→ QUOTED PASSAGE:
◇ ◇ ◇ ◇ ◇ ◇ ◇
Forget Wall Street’s Ultimate Telecom Value Trap and Buy the Real Free Cash Flow King

© Tim Boyle / Getty Images

Income investors have piled into Verizon Communications (NYSE:VZ | VZ Price Prediction) this year, sending the stock up 21.4% year to date as the crowd chases a 5.78% dividend yield and the company’s old “premium network” reputation.

But here’s what you should actually be watching.

Verizon is the textbook telecom value trap. The stock now carries a $199.3 billion market cap, yet its own 2025 guidance called for free cash flow of $17.5 billion to $18.5 billion, a step down from the $19.82 billion it generated in 2024. Management is guiding adjusted EPS growth of just 0% to 3%, wireline revenue fell 8.0% year over year in the most recent comparable quarter, and the pending Frontier deal piles fresh integration risk onto a balance sheet that already carries roughly $144 billion in debt. The premium that long-term holders paid for the “best network” story is now being recycled by fresh buyers chasing yield on a shrinking cash flow base. That is exactly how value traps work.
◇ ◇ ◇ ◇ ◇ ◇ ◇
→ REQUEST A: Pick out every line in the rows below that contains the string "with", and copy each one.
◇ ◇ ◇ ◇ ◇ ◇ ◇
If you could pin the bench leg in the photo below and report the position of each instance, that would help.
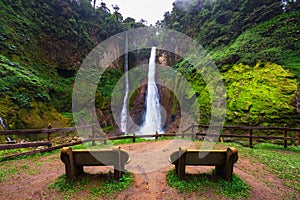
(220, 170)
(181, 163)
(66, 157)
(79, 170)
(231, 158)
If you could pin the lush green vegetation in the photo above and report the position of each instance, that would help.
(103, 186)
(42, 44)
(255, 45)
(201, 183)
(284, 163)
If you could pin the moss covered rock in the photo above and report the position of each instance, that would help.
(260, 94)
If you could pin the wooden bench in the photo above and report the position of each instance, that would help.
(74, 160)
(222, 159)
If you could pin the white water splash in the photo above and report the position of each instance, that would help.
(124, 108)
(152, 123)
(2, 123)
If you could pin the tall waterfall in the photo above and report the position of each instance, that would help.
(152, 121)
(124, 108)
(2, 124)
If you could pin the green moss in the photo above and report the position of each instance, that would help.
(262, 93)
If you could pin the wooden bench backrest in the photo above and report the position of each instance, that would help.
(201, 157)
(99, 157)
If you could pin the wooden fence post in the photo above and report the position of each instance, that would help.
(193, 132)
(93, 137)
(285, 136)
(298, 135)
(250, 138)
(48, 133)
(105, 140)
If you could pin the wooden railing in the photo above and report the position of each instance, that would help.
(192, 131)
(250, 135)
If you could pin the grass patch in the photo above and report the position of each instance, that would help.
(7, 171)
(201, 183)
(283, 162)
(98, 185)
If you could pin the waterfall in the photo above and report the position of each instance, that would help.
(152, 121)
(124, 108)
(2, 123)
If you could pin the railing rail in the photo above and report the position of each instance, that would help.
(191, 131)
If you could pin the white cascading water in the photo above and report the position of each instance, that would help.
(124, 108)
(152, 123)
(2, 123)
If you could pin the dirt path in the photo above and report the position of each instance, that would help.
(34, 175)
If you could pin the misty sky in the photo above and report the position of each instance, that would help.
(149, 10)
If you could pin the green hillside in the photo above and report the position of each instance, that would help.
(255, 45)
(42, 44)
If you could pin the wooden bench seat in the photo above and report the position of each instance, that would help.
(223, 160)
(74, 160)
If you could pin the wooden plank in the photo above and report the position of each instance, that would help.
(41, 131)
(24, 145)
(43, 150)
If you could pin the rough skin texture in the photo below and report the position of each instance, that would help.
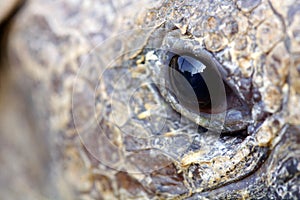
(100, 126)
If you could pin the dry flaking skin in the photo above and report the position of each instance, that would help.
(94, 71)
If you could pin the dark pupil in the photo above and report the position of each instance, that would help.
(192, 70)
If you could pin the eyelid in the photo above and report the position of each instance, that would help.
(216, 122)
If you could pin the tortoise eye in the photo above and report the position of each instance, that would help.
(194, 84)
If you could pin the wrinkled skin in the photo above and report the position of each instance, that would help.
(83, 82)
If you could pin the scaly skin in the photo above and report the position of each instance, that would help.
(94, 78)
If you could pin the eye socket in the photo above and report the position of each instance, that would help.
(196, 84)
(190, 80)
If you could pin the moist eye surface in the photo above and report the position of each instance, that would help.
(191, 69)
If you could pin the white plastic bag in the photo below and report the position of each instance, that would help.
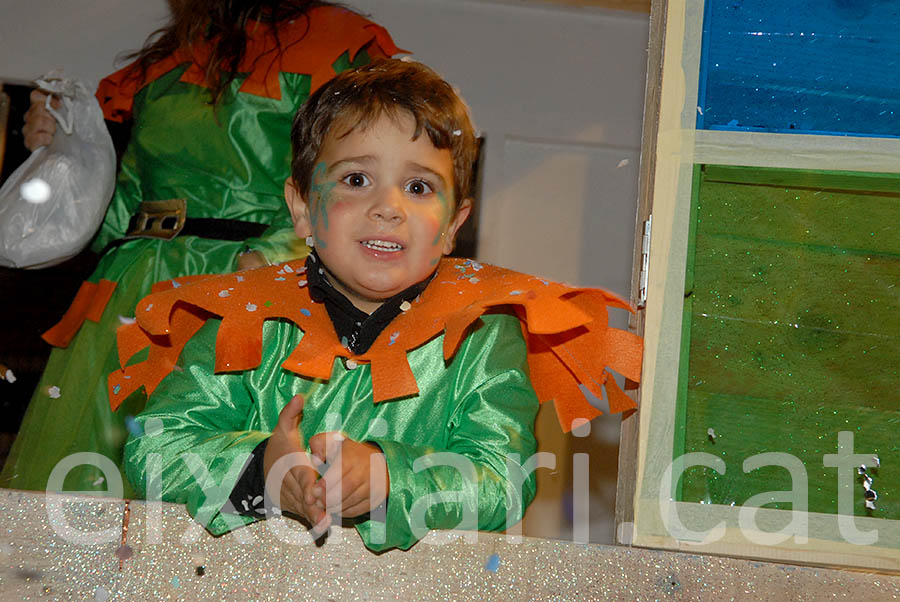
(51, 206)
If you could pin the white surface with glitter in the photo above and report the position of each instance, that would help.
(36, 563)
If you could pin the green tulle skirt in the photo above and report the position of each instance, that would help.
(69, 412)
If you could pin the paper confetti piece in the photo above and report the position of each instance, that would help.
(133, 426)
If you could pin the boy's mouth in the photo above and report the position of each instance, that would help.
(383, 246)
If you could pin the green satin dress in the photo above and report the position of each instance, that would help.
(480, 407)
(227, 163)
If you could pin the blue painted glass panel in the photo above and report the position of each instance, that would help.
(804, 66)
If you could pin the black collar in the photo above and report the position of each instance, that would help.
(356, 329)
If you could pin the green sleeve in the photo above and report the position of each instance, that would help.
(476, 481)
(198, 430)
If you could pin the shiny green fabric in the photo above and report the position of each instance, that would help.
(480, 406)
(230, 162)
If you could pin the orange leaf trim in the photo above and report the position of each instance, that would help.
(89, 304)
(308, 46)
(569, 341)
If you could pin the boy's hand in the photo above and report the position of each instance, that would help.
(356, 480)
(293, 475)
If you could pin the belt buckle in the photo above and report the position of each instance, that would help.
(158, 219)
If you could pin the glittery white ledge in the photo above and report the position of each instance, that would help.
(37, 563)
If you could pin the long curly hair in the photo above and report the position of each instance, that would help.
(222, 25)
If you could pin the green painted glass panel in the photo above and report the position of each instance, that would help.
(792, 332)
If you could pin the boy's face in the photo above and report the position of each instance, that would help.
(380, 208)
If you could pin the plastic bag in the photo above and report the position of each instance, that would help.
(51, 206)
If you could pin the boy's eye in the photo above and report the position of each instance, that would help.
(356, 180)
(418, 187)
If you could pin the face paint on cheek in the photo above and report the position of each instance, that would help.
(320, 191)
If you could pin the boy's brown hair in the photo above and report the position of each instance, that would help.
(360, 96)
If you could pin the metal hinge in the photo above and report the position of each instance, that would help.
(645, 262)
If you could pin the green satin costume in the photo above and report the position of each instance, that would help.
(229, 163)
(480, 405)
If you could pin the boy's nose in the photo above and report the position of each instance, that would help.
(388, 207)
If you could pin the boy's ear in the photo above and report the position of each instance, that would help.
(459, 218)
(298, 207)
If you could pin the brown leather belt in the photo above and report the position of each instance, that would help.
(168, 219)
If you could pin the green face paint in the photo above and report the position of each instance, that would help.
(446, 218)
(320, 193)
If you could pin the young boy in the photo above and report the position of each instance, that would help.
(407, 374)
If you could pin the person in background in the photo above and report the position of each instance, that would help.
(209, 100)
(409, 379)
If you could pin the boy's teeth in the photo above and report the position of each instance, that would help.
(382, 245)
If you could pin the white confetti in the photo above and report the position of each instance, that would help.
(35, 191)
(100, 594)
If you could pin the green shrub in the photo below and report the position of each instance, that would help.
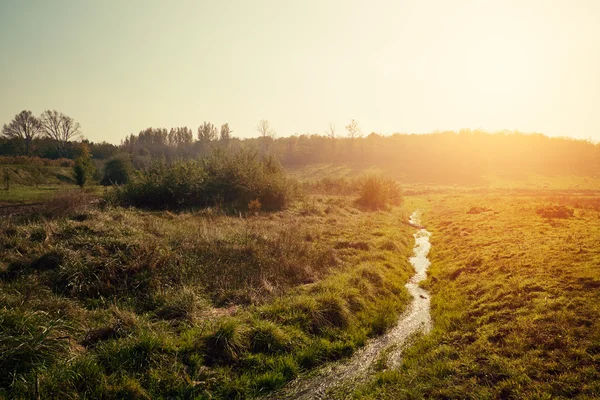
◇ ◇ ◇ ◇ ◇ ◇ ◇
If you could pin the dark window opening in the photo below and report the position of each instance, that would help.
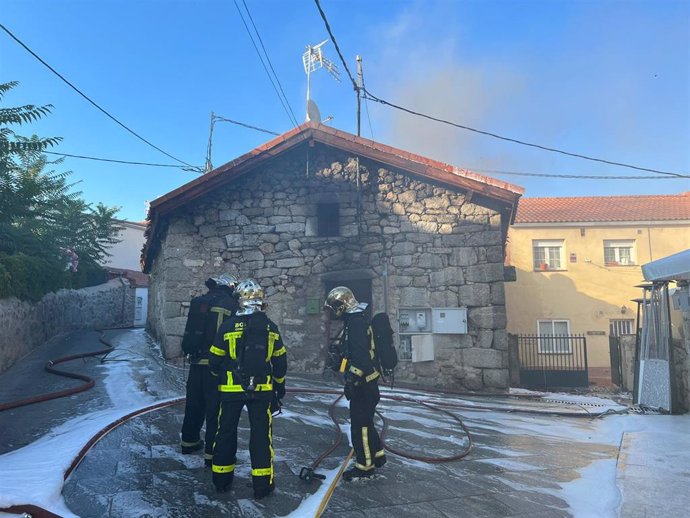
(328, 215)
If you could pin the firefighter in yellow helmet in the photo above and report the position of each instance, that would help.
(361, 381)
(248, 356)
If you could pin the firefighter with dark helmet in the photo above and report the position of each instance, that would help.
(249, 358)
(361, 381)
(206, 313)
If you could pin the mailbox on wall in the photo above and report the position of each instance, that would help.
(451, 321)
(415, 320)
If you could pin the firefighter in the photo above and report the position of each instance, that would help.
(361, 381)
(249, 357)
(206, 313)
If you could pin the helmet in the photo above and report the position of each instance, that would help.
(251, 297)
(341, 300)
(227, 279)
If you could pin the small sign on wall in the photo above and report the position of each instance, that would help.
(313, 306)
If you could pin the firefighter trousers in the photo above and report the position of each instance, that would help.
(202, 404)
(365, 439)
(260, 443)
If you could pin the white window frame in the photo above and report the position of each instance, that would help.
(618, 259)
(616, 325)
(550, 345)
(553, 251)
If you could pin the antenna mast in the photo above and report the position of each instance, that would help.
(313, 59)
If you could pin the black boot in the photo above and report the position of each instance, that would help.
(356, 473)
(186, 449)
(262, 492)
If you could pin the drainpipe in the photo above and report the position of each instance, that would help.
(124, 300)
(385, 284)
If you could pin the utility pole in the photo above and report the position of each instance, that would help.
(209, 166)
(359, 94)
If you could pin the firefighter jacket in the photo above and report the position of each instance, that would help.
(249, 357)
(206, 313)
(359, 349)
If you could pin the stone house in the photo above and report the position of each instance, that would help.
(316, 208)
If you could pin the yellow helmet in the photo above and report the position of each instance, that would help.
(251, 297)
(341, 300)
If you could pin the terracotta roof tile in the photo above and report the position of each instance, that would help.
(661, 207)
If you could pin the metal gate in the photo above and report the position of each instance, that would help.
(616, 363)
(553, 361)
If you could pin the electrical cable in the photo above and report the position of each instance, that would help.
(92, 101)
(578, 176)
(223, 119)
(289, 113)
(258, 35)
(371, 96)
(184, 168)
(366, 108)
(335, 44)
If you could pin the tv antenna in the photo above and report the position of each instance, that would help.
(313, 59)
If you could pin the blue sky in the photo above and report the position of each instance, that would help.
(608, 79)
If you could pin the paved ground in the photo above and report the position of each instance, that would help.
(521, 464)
◇ ◇ ◇ ◇ ◇ ◇ ◇
→ REQUEST B:
Answer these from the Verizon article above, one per line:
(i) By what percentage has Verizon stock risen year to date?
(ii) How much free cash flow did Verizon generate in 2024?
(iii) Roughly how much debt does Verizon's balance sheet already carry?

→ PROBLEM SOLUTION A:
If you could pin the white surface with glitter in the photo above and report the position of each instance, that would help.
If you could pin the firefighter with dark helmet in the photo above and report the position of each instance, that would help.

→ PROBLEM SOLUTION B:
(i) 21.4%
(ii) $19.82 billion
(iii) Roughly $144 billion